Document text >>
The HGI clinical data (Schizophrenia Release 8.0) included potentially multiple DSM-IIIR and DSM-IV codes per individual for lifetime diagnoses, plus a single algorithmically assigned overall diagnosis: schizophrenia (designated in the HGI files as “SZ”), schizoaffective (“SA”), schizoaffective depressive type (“SADD”), narrow spectrum (“NSPECT”), broad spectrum (“BSPECT”), never mentally ill (“NMI”), or other (“OTHER”). Working with HGI staff, a new classification of “no psychiatric illness” (“NPI”) was implemented, replacing NMI and distinguishing varieties of OTHER, with uniform rules established to overcome what had been some inconsistencies in application of these categories across the collection. We assumed that most end-users of the HGI data would rely on the overall diagnoses, rather than DSM codes, and for processing purposes we utilized HGI's Model III: the broadest definition in which schizophrenia, schizoaffective, schizoaffective depressive type, narrow spectrum and broad spectrum are coded as “affected.” Individuals coded as NPI (no psychiatric illness) were classified as “unaffected,” and the remaining individuals were classified as “unknown.” Note that the depositing investigators' best estimate final diagnosis (BEFD) was not required by the HGI and was therefore generally not available.

Exercise requirements >>
a) In the passage on HGI clinical data, how were individuals coded as NPI classified for processing?
b) Continue the passage on HGI clinical data, picking up after its final sentence.
The data that comes next has no connection to the passage on HGI clinical data.

Dataset extract >>
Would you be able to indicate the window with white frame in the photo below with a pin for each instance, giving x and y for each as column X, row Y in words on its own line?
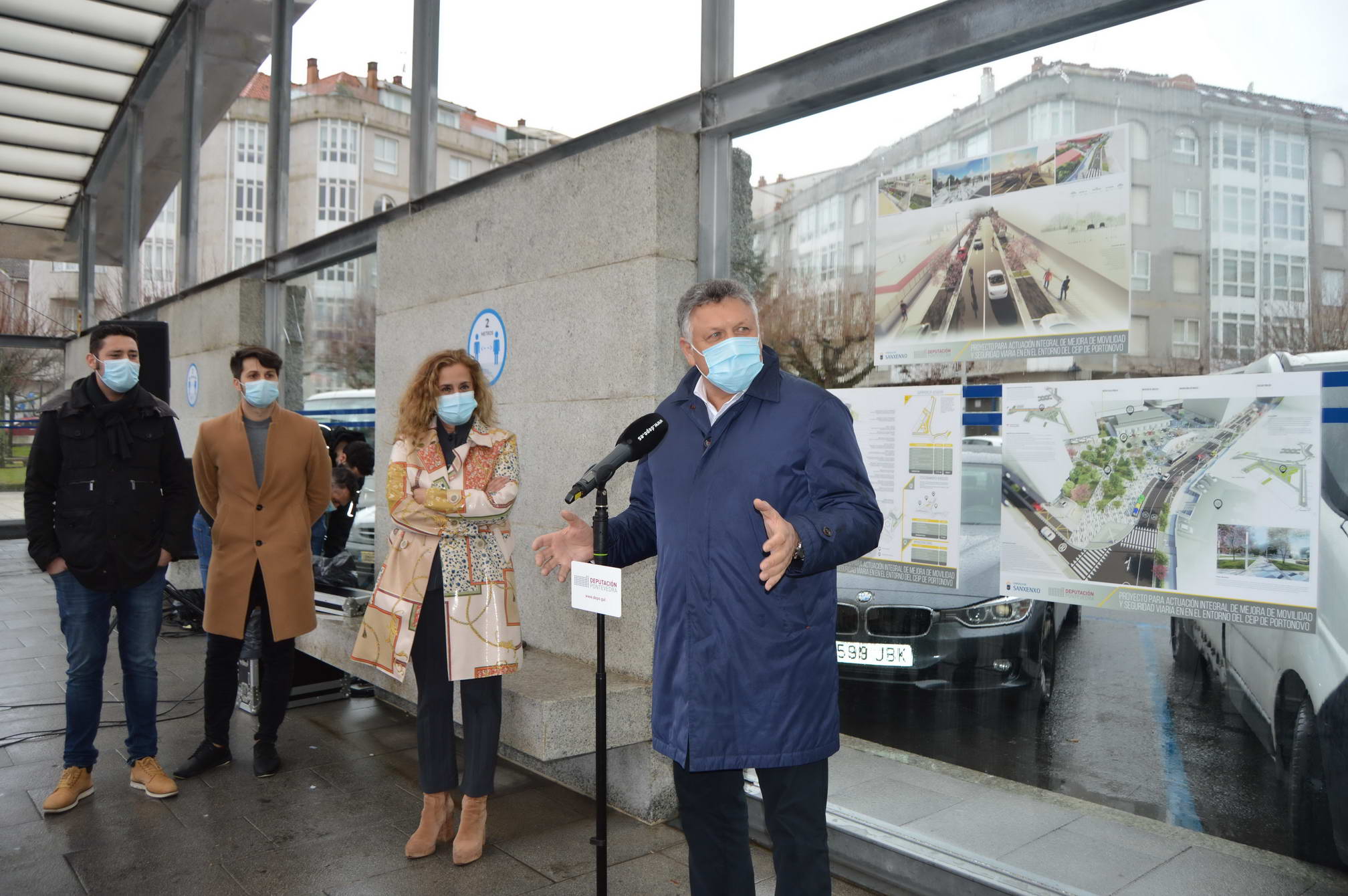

Answers for the exercise >>
a) They were classified as "unaffected."

b)
(v) Preparation of CAPS-Geno

A number of data processing steps were taken to regularize the HGI-Geno data separately for each subset, imposing reference map marker order throughout. PEDSTATS [3] was run to identify and drop markers with Hardy-Weinberg equilibrium (HWE) p-value <0.0001. In-house scripts were used to remove markers missing >10% and zero individuals missing >20% of genotypes. Study 7 was only partially genotyped on the X chromosome, and therefore chromosome X markers were retained in this sample with up to 14% missingness. RELCHECK [4] was then run to verify and adjust pedigree structures. Mendel errors were assessed, including total number of errors per family and per marker, using MENDEL and zeroed-out as described under HGI-Geno above. Checks for Mendel errors, missingness, and HWE were repeated (in this order) in case any new markers or individuals crossed our criteria for removal during the previous steps. At each step, histograms were visually inspected to check that cutoffs were appropriate given the observed distributions (e.g., that they successfully captured outliers). Inspection of the histograms led us to raise the missingness thresholds to 25% for individuals and 15% for markers during the final iteration. (A complete set of histograms can be found in Appendix S1.) Additional checks at this stage included looking for duplicated individuals across pedigrees using RELCHECK and verifying concordance between recorded sex and X-chromosome genotypes. When an individual's sex could not be resolved by genotyped mate and offspring (without RELCHECK problems), the X-Genotypes were zeroed and the phenotype of the individual was set to unknown to protect against undetectable sample swaps.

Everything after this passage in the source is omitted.